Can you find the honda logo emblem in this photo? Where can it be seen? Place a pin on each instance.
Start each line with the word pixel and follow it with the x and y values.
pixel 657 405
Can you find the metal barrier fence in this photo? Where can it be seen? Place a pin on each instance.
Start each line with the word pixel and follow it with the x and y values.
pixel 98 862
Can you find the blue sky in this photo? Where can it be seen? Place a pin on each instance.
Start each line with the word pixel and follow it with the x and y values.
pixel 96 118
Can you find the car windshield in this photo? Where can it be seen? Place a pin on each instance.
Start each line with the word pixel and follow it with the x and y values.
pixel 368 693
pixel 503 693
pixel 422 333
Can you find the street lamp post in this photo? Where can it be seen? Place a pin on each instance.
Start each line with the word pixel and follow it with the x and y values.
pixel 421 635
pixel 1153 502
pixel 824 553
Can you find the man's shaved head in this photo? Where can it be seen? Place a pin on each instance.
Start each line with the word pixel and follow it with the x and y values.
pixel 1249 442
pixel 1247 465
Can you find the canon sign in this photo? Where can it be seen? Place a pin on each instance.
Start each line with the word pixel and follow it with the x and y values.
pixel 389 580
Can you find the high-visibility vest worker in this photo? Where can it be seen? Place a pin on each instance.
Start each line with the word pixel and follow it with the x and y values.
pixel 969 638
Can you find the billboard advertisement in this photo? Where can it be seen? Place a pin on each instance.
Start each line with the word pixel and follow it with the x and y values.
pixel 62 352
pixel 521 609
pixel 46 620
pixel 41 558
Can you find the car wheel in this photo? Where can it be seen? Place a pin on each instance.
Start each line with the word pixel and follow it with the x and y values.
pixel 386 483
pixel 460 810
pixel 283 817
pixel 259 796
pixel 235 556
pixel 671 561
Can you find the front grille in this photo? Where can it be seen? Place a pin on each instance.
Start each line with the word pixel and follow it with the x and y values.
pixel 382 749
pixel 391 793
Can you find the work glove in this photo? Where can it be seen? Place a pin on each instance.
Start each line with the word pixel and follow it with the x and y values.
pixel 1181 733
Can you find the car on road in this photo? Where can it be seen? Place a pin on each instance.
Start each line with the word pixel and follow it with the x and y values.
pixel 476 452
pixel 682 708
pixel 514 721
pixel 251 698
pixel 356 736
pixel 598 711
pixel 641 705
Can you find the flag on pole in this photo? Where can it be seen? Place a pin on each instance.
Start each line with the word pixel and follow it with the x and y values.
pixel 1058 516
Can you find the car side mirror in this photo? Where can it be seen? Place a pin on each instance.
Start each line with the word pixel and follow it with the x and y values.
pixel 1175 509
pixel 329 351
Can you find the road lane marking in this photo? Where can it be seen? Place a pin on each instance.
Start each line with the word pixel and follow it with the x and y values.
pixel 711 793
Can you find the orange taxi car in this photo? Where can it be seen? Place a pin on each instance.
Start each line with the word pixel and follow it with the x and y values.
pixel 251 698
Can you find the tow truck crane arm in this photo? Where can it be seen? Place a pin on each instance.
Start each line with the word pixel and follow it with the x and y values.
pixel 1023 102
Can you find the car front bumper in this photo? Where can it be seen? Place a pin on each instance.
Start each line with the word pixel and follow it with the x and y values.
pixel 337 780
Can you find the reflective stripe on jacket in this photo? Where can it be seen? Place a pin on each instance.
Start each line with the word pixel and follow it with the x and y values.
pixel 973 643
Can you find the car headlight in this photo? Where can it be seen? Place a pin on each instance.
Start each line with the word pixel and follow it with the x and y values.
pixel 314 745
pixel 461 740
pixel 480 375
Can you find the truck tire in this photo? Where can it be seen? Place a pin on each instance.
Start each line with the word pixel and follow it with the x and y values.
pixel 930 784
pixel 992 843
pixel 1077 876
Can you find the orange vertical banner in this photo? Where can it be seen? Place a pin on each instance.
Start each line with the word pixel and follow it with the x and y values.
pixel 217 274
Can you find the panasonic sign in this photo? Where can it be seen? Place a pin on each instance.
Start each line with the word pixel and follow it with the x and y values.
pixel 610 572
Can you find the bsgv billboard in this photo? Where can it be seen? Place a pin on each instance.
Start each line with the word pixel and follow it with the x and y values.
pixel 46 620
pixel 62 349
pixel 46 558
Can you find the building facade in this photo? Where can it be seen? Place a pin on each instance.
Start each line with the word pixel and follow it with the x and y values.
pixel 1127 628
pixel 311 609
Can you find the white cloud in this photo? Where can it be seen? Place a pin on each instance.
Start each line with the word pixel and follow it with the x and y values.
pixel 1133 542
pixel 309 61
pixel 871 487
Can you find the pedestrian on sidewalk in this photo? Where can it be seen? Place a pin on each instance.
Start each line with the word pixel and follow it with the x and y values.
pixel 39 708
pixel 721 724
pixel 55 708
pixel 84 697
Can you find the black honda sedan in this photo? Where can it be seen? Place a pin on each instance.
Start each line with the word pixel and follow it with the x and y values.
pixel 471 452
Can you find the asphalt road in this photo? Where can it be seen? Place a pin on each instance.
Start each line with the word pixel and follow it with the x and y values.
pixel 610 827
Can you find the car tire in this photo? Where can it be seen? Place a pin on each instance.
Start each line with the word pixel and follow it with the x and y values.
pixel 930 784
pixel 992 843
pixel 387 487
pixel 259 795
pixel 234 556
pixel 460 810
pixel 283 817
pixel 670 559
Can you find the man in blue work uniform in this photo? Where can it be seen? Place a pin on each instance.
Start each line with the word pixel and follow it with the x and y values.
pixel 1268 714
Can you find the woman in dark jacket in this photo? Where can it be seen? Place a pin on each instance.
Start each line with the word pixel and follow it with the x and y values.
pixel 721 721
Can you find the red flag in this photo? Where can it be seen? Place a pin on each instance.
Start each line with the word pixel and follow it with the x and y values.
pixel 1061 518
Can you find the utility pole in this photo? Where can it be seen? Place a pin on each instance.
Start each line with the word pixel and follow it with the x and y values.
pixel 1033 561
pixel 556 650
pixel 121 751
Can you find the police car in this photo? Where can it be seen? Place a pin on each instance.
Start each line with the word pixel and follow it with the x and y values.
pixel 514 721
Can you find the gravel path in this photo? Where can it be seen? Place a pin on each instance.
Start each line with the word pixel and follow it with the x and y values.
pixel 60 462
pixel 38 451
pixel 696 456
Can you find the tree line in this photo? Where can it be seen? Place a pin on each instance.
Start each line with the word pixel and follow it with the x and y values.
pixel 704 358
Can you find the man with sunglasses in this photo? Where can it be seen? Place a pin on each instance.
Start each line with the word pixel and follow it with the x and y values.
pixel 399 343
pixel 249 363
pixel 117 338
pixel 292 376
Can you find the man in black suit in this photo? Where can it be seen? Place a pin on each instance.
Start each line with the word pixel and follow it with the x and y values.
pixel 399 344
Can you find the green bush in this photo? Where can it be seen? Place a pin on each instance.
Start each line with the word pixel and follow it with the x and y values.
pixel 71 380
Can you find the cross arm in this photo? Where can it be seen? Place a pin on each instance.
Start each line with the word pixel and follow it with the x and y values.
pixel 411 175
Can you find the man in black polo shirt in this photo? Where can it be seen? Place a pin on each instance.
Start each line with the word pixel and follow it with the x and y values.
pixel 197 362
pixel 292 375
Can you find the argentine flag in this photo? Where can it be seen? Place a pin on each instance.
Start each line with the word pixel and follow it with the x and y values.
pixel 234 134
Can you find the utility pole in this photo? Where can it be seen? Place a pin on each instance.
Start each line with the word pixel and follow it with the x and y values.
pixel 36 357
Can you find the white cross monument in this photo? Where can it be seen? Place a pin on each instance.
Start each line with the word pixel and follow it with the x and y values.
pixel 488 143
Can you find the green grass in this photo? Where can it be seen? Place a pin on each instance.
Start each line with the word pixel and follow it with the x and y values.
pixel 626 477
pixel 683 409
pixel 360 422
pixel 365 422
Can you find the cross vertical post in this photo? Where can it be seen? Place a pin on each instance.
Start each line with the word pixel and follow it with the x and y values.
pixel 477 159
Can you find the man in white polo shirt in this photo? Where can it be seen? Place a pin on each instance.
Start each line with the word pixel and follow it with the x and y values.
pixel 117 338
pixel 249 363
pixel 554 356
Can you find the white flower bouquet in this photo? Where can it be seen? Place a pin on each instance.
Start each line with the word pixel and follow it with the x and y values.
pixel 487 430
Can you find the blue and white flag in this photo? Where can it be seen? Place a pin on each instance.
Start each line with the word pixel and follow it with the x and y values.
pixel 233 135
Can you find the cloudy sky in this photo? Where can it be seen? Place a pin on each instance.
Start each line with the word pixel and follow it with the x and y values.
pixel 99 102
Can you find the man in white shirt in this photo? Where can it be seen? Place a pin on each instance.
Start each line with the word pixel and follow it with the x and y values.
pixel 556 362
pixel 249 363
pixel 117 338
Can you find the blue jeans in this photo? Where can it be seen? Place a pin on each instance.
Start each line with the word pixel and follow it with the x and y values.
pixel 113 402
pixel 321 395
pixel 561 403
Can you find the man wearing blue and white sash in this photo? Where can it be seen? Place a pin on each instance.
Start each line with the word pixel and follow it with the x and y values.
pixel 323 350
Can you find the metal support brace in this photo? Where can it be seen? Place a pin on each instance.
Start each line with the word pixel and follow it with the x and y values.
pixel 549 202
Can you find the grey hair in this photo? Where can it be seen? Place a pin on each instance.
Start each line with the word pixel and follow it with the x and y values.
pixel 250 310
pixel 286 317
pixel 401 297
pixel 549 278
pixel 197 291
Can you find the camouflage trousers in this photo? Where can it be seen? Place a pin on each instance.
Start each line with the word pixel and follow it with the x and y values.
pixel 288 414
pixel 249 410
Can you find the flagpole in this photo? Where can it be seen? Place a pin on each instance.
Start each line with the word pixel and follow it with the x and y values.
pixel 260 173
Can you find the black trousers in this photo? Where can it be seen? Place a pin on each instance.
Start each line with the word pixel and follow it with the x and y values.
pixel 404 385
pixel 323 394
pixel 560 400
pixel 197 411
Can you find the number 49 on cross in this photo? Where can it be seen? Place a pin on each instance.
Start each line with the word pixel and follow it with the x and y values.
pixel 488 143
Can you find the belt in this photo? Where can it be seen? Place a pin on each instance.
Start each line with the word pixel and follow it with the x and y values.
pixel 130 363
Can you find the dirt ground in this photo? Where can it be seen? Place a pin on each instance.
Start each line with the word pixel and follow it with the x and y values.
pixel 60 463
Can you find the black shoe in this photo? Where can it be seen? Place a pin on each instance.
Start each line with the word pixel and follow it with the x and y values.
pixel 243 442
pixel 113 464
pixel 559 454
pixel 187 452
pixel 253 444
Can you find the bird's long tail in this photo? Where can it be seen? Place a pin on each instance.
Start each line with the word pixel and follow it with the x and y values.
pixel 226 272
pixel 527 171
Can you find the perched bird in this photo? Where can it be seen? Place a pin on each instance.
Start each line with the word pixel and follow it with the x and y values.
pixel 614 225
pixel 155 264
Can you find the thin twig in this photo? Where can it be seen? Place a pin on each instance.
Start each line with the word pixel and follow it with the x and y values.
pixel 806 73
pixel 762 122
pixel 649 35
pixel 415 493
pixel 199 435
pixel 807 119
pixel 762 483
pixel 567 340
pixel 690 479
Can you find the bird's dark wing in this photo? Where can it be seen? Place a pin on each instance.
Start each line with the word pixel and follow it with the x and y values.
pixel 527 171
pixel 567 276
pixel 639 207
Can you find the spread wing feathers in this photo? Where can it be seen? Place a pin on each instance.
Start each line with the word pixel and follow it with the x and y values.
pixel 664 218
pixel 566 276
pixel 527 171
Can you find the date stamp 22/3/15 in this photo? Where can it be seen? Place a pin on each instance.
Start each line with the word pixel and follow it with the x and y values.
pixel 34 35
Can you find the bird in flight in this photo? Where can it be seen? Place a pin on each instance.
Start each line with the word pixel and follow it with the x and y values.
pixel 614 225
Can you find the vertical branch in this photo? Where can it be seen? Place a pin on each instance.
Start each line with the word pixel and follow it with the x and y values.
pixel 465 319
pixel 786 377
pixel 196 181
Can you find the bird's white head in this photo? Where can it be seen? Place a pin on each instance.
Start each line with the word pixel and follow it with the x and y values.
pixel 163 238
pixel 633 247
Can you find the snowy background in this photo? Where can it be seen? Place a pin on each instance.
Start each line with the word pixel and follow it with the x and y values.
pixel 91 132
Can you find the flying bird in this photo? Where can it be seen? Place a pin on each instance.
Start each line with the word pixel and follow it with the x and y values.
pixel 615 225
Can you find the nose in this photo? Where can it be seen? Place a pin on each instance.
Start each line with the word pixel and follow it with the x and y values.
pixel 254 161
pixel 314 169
□ □ □
TASK DIRECTIONS: Retype nothing except the lines from the line holding "Can you find the vertical" through the last line of the entries, both included.

ANSWER TO THIS EXERCISE:
Can you find the vertical branch in this photo? Where can it be seen? Place a pin on each instance.
Start each line with the word pixel and follow it with the x and y values.
pixel 465 319
pixel 786 377
pixel 196 181
Can you find the bird's white head in this photo? Where can it be seen? Place a pin on each instance.
Start each line with the word pixel and follow it with the x and y values.
pixel 163 238
pixel 633 247
Can you find the snowy background in this photo? Where can it be seen? Place a pin on each instance.
Start each line with the word pixel and follow it with the x and y values.
pixel 91 132
Can you find the flying bird in this photo? Where can it be seen? Place a pin on each instance.
Start each line with the word pixel and follow it with the x and y values.
pixel 615 225
Can you find the nose in this photo? Where can it be seen? Place a pin on each instance.
Start each line with the word pixel and follow it with the x and y values.
pixel 254 161
pixel 314 169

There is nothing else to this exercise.